■ **Texto para leitura**
============================================================

Bráulio Borges
Meu colega do FGV Ibre Samuel Pessôa assumiu nesta semana a coordenação do Comitê de Datação de Ciclos Econômicos, o Codace, da FGV. Ele substitui Affonso Celso Pastore (1939-2024), que foi coordenador desse comitê desde seu início, em 2004.
Cabe ao Codace, como o próprio nome diz, datar os ciclos econômicos brasileiros, replicando aquilo que é realizado pelo National Bureau of Economic Research (NBER) nos Estados Unidos há muitas décadas.
São quatro as fases do ciclo econômico: expansão, desaceleração, recessão e recuperação. Na expansão, a economia está crescendo em ritmo estável ou mesmo a taxas crescentes (em aceleração). Na desaceleração, a economia ainda cresce, mas a um ritmo cada vez menor. Na recessão, temos queda da atividade econômica. Após atingido o "fundo do poço" em uma recessão, temos uma recuperação - que só é plena quando a economia está de volta ao ponto em que estava antes do início da recessão.
Embora vários economistas, a imprensa e mesmo os políticos tenham um certo fetiche ou temor pela chamada "recessão técnica" -quando o PIB recua por dois trimestres consecutivos ou mais, em termos dessazonalizados-, esse é um critério muito ruim. Um PIB cair 10% em um trimestre e crescer 1% no seguinte tem muito mais cara de "recessão" do que uma situação caracterizada por variações de -0,01% por dois trimestres consecutivos, por exemplo.
Assim, a datação dos ciclos econômicos é uma tarefa muito mais complexa do que simplesmente observar a evolução trimestral do PIB, demandando a análise de outras variáveis para além do PIB agregado, tais como a taxa de desemprego e a Formação Bruta de Capital Fixo, entre outras.

============================================================

■ **Dados fornecidos**
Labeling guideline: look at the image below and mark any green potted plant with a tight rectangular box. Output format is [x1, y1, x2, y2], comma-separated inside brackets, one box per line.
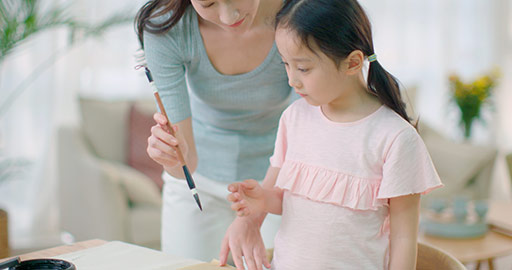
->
[0, 0, 134, 258]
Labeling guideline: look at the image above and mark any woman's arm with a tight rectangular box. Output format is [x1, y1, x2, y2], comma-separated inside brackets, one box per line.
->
[147, 113, 197, 179]
[389, 194, 420, 270]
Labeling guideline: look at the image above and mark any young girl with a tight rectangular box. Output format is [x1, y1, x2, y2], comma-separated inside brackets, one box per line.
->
[228, 0, 442, 270]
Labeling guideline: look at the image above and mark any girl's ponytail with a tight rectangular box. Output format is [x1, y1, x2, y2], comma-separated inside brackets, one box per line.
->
[276, 0, 411, 126]
[367, 61, 411, 123]
[135, 0, 190, 48]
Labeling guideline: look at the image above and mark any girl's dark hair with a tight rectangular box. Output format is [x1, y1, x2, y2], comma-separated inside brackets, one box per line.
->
[276, 0, 410, 123]
[135, 0, 190, 48]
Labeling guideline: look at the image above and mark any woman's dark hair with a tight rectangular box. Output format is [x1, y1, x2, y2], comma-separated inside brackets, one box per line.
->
[276, 0, 410, 123]
[135, 0, 190, 48]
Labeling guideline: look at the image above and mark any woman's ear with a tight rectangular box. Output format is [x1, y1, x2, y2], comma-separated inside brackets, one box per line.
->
[345, 50, 364, 75]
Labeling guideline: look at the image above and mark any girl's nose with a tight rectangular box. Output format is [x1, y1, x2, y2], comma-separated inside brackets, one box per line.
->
[219, 5, 240, 25]
[288, 77, 302, 89]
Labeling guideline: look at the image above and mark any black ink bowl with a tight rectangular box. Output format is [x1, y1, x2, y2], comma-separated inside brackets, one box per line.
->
[0, 258, 76, 270]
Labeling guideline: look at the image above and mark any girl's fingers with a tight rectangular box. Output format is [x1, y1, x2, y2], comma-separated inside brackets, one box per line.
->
[228, 183, 239, 192]
[231, 248, 245, 270]
[242, 247, 257, 270]
[227, 193, 242, 202]
[153, 112, 167, 126]
[231, 201, 247, 212]
[242, 179, 259, 190]
[253, 248, 264, 270]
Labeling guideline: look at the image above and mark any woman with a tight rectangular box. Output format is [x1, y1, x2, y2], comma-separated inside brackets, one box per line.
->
[137, 0, 292, 269]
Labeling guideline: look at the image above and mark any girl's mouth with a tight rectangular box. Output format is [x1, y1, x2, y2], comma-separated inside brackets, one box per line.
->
[229, 18, 245, 27]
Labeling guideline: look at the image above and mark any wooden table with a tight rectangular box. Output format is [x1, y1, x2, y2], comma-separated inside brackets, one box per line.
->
[419, 203, 512, 270]
[0, 239, 108, 262]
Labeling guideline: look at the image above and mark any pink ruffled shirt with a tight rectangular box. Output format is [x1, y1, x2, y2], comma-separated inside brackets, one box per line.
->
[270, 99, 442, 270]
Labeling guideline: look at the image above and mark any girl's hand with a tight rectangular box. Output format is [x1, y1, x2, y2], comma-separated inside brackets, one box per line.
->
[227, 179, 265, 217]
[146, 112, 188, 168]
[219, 215, 270, 270]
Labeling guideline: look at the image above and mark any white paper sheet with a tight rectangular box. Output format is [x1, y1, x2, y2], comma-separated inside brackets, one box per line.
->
[54, 241, 202, 270]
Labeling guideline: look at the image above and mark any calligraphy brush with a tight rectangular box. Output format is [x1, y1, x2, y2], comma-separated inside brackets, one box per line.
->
[135, 50, 203, 211]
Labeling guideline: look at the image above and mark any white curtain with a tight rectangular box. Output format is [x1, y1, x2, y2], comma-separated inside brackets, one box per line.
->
[0, 0, 512, 248]
[0, 0, 151, 249]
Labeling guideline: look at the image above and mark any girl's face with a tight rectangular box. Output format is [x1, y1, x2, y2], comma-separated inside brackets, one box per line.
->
[276, 28, 356, 106]
[191, 0, 260, 32]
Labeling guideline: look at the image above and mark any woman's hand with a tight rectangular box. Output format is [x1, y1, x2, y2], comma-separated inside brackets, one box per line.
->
[227, 179, 266, 217]
[219, 214, 270, 270]
[146, 112, 188, 168]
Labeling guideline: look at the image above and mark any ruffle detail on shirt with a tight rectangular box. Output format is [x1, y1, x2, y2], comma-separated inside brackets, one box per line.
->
[275, 160, 387, 210]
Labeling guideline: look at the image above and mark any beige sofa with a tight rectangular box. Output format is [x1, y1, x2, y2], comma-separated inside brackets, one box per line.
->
[57, 98, 162, 249]
[58, 98, 496, 248]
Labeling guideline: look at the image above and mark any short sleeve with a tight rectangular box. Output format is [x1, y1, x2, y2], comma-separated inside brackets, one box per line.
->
[144, 26, 191, 123]
[377, 127, 443, 199]
[270, 110, 288, 168]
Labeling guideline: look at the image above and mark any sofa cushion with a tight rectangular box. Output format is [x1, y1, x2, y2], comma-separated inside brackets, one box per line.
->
[126, 104, 163, 190]
[79, 97, 131, 162]
[418, 121, 496, 197]
[100, 160, 162, 207]
[79, 97, 155, 163]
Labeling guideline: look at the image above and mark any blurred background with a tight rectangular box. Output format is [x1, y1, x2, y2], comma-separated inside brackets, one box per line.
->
[0, 0, 512, 266]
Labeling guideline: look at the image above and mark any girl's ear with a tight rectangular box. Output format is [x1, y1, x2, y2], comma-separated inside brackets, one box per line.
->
[345, 50, 364, 75]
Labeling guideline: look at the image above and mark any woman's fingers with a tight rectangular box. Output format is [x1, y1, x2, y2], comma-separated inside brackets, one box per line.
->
[253, 249, 264, 270]
[151, 125, 178, 147]
[219, 234, 229, 266]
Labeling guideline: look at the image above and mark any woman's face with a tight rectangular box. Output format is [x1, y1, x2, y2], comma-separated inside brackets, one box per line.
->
[191, 0, 260, 32]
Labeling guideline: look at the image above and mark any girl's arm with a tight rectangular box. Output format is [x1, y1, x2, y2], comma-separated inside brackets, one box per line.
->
[228, 167, 283, 216]
[147, 113, 197, 179]
[389, 194, 420, 270]
[219, 167, 279, 269]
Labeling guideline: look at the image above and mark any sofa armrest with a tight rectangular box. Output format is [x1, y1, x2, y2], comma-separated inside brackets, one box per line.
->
[57, 126, 129, 241]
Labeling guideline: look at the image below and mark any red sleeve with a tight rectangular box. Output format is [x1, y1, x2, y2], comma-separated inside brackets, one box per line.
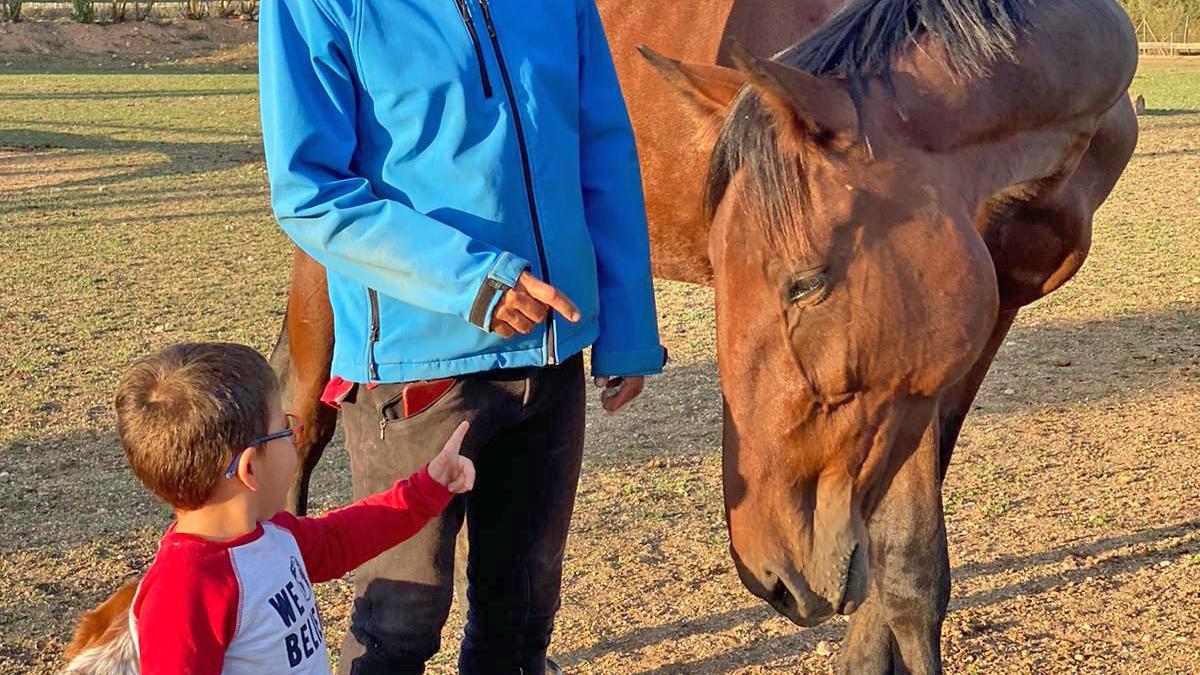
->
[133, 551, 240, 675]
[271, 467, 454, 584]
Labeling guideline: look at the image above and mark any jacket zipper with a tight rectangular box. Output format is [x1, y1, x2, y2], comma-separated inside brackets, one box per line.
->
[454, 0, 492, 98]
[367, 288, 379, 381]
[475, 0, 557, 365]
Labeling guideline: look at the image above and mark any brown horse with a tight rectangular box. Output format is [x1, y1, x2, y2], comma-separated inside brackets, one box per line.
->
[274, 0, 1136, 673]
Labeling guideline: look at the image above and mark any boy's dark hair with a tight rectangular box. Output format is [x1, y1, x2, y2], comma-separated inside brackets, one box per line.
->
[116, 342, 278, 509]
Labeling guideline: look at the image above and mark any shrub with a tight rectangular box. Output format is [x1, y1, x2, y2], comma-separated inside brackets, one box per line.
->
[133, 0, 155, 22]
[0, 0, 24, 23]
[71, 0, 96, 24]
[180, 0, 209, 19]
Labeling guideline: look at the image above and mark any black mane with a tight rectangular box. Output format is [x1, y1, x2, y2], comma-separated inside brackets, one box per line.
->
[704, 0, 1033, 240]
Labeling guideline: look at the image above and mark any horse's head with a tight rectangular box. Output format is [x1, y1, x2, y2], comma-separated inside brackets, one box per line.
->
[643, 44, 997, 625]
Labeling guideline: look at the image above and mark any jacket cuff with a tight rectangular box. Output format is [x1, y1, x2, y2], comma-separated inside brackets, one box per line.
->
[592, 346, 667, 377]
[469, 251, 530, 333]
[406, 465, 454, 518]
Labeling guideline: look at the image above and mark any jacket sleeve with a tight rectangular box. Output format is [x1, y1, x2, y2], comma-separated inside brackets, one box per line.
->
[577, 0, 666, 376]
[271, 467, 454, 584]
[259, 0, 529, 330]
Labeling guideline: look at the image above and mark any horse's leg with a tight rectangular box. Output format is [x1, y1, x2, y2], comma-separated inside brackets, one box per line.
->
[841, 423, 950, 675]
[271, 249, 337, 515]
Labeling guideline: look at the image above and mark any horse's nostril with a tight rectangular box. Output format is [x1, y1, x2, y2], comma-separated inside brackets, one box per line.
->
[772, 579, 796, 608]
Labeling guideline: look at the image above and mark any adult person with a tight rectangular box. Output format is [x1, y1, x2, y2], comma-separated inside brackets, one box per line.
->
[259, 0, 666, 675]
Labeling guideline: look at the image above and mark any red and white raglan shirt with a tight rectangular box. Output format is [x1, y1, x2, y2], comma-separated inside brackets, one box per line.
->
[130, 468, 452, 675]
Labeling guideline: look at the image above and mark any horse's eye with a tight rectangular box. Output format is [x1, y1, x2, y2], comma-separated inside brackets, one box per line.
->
[787, 268, 829, 305]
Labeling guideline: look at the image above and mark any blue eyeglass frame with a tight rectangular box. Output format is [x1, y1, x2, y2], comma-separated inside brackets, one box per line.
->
[226, 413, 304, 478]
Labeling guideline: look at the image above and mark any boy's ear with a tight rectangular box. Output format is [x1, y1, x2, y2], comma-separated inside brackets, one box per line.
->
[238, 447, 258, 492]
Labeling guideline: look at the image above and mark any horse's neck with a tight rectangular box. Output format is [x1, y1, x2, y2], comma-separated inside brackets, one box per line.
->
[716, 0, 846, 67]
[869, 0, 1136, 205]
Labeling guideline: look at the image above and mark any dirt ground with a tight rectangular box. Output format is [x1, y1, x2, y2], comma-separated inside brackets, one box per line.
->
[0, 25, 1200, 675]
[0, 18, 258, 70]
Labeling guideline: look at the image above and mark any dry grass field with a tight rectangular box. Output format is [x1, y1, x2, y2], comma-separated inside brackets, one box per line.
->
[0, 30, 1200, 675]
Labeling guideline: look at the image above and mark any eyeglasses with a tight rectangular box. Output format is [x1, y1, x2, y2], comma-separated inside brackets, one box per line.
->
[226, 413, 304, 478]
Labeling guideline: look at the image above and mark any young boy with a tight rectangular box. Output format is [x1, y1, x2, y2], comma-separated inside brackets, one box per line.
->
[116, 344, 475, 675]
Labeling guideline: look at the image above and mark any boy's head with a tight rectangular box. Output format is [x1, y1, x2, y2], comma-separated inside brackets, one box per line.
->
[116, 342, 295, 510]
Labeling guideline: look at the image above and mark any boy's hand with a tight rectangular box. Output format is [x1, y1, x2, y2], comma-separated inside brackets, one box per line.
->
[595, 375, 646, 414]
[430, 422, 475, 495]
[491, 271, 580, 339]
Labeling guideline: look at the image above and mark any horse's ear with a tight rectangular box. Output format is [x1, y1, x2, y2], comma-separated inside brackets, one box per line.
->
[730, 42, 858, 144]
[637, 44, 746, 119]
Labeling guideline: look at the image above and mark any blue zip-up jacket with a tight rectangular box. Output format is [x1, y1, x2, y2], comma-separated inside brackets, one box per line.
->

============================================================

■ **Tarefa proposta**
Reproduza na íntegra o texto sobre a datação dos ciclos econômicos.

■ **Resposta**
Bráulio Borges
Meu colega do FGV Ibre Samuel Pessôa assumiu nesta semana a coordenação do Comitê de Datação de Ciclos Econômicos, o Codace, da FGV. Ele substitui Affonso Celso Pastore (1939-2024), que foi coordenador desse comitê desde seu início, em 2004.
Cabe ao Codace, como o próprio nome diz, datar os ciclos econômicos brasileiros, replicando aquilo que é realizado pelo National Bureau of Economic Research (NBER) nos Estados Unidos há muitas décadas.
São quatro as fases do ciclo econômico: expansão, desaceleração, recessão e recuperação. Na expansão, a economia está crescendo em ritmo estável ou mesmo a taxas crescentes (em aceleração). Na desaceleração, a economia ainda cresce, mas a um ritmo cada vez menor. Na recessão, temos queda da atividade econômica. Após atingido o "fundo do poço" em uma recessão, temos uma recuperação - que só é plena quando a economia está de volta ao ponto em que estava antes do início da recessão.
Embora vários economistas, a imprensa e mesmo os políticos tenham um certo fetiche ou temor pela chamada "recessão técnica" -quando o PIB recua por dois trimestres consecutivos ou mais, em termos dessazonalizados-, esse é um critério muito ruim. Um PIB cair 10% em um trimestre e crescer 1% no seguinte tem muito mais cara de "recessão" do que uma situação caracterizada por variações de -0,01% por dois trimestres consecutivos, por exemplo.
Assim, a datação dos ciclos econômicos é uma tarefa muito mais complexa do que simplesmente observar a evolução trimestral do PIB, demandando a análise de outras variáveis para além do PIB agregado, tais como a taxa de desemprego e a Formação Bruta de Capital Fixo, entre outras.